- Testo fornito

»»

Di questi tempi, mettere al centro del dibattito la ripresa di un lavoro di ricerca, e rilanciare l’ovvia correlazione tra ciò che, con metodo, osserviamo e impariamo, e ciò che proponiamo di fare, appare un atteggiamento eccentrico. Nelle politiche e nei modelli operativi sui consumi siamo, infatti, forse al minimo storico di questo nesso virtuoso conoscenza-azione, nonostante poi si invochi da più parti – anche dal neo Dipartimento antidroga – la cultura dell’evidence based. Anzi, più la si invoca, più si prende la via del controllo law&order. Senza però che alcuna evidenza vi sia dell’efficacia di quest’ultimo approccio ed anzi, cosa curiosa, l’evidenza remi controcorrente, come una seria analisi delle politiche Onu sta da tempo dimostrando. O, per stare a casa nostra, come dimostrano i dubbi e le opposizioni alle novità dei controlli sulla guida in stato di alterazione e ebbrezza portate non dai “soliti” critici dell’approccio punitivo, ma anche da molte di quelle associazioni che da tempo si battono per la sicurezza sulle strade, ed hanno accumulato scienza ed esperienza attorno agli approcci più efficaci.
Staccata dal campo strettamente medico, della brain disease, dell’assunzione di droghe come malattia del cervello, l’evidenza sembra sparire dal vocabolario e dalle prassi. È noto quanto sia debole, nel nostro paese, la ricerca di tipo sociologico, antropologico, culturale sul consumo di sostanze, e quanto debba ancora arrancare l’evidenza aneddotica e narrativa sulla via del proprio riconoscimento. È anche noto come questa difficoltà non sia una questione “scientifica” ma politica e culturale, e come i diversi paradigmi dominanti portino con sé la continua riproposizione di campi di ricerca che sono a loro stessi coerenti, continuando, in un meccanismo che si autoalimenta all’infinito, ad escludere gli altri, quelli dettati da un altro sguardo. Questa “evidenza” si trincera e si protegge da quegli sguardi che potrebbero metterla in crisi. Ci si chieda perché in Italia non esista una ricerca per la valutazione degli esiti molteplici delle politiche pubbliche, un elenco di indicatori sulla cui base, di anno in anno, si possa aggiustare il tiro. Ci si chieda perché solo lo scorso anno, prima della caduta del governo di centrosinistra e su pressione del mondo degli operatori, sia stata commissionata ad alcune università italiane una ricerca degna di questo nome sugli esiti delle sanzioni amministrative comminate ai consumatori.

««

- Compiti da svolgere
A. Per ciascuna delle tre affermazioni seguenti, indica con sì o no se concorda con il testo sulle politiche in materia di droghe e cita alla lettera le parole del testo che lo stabiliscono: (i) in Italia esiste una ricerca per valutare gli esiti delle politiche pubbliche; (ii) in Italia la ricerca sociologica e antropologica sul consumo di sostanze è debole; (iii) la ricerca sugli esiti delle sanzioni amministrative ai consumatori è stata commissionata dopo la caduta del governo di centrosinistra.
B. Continua il testo sulle politiche in materia di droghe partendo subito dopo la sua ultima frase.

- Dati archiviati
»»

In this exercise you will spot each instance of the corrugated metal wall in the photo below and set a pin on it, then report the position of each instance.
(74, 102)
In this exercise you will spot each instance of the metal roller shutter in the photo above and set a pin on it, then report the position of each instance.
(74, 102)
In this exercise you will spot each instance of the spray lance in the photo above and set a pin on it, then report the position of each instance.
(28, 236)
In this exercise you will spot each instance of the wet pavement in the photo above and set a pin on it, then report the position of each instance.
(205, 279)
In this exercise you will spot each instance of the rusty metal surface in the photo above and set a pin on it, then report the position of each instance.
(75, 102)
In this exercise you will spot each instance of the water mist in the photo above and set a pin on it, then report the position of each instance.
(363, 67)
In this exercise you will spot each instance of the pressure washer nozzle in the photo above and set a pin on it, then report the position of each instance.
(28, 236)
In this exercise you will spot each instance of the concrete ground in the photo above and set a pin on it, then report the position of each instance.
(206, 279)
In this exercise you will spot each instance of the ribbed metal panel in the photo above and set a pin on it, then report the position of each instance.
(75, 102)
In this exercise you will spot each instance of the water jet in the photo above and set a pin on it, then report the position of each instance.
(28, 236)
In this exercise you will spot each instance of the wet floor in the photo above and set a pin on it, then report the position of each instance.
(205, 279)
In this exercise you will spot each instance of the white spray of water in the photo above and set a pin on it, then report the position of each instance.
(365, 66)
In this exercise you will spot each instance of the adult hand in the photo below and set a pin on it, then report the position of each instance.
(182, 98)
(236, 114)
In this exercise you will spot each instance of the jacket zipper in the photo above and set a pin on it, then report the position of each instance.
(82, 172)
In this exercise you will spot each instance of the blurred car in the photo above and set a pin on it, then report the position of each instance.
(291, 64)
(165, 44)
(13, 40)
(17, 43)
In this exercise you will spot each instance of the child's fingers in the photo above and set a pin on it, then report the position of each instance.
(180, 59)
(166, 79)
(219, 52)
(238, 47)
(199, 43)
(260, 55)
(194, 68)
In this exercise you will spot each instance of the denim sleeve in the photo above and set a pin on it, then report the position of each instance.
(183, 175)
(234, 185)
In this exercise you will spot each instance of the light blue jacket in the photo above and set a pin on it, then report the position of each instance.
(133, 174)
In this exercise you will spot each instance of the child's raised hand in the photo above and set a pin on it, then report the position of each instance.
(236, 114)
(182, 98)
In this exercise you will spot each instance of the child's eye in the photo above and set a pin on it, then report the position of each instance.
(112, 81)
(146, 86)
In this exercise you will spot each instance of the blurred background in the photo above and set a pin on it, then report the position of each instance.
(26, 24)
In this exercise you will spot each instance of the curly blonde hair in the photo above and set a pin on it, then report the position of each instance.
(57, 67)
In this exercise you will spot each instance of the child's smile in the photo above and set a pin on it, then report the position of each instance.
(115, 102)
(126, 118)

««

- Risposte per numero
A.
(i) No: "Ci si chieda perché in Italia non esista una ricerca per la valutazione degli esiti molteplici delle politiche pubbliche".
(ii) Sì: "È noto quanto sia debole, nel nostro paese, la ricerca di tipo sociologico, antropologico, culturale sul consumo di sostanze".
(iii) No: "solo lo scorso anno, prima della caduta del governo di centrosinistra e su pressione del mondo degli operatori, sia stata commissionata".

B.
Per questo, Forum Droghe ha deciso di fare un passo in più organizzando un seminario sui consumi di cocaina tenutosi a Firenze a fine agosto. Per dare una spinta all’evidenza in campo sociologico, antropologico, culturale. Per declinare parole chiave come stile di consumo, setting di consumo, processi autoregolativi, apprendimenti sociali, variabili di contesto. E per vedere se e come queste possano dialogare con altri sguardi, ma partendo da una stessa dignità e cittadinanza. Un processo dentro cui accadono molte cose importanti: si valorizza il sapere di chi consuma, quello di chi opera sul campo, quello di chi fa ricerca e sistematizza e accredita uno sguardo scientifico. Una molteplicità complessa di cui, nell’ambito di un fenomeno come il consumo di sostanze, non appare credibile fare a meno. Uno sguardo guidato da una epistemologia democratica e operativa, che in tanti campi da decenni ormai appare la sola adeguata alla moderna complessità, ma che nell’ambito delle droghe fa fatica a prender posto, ricacciata nell’arcaico mondo dello sguardo unico del giano bifronte medico-penale.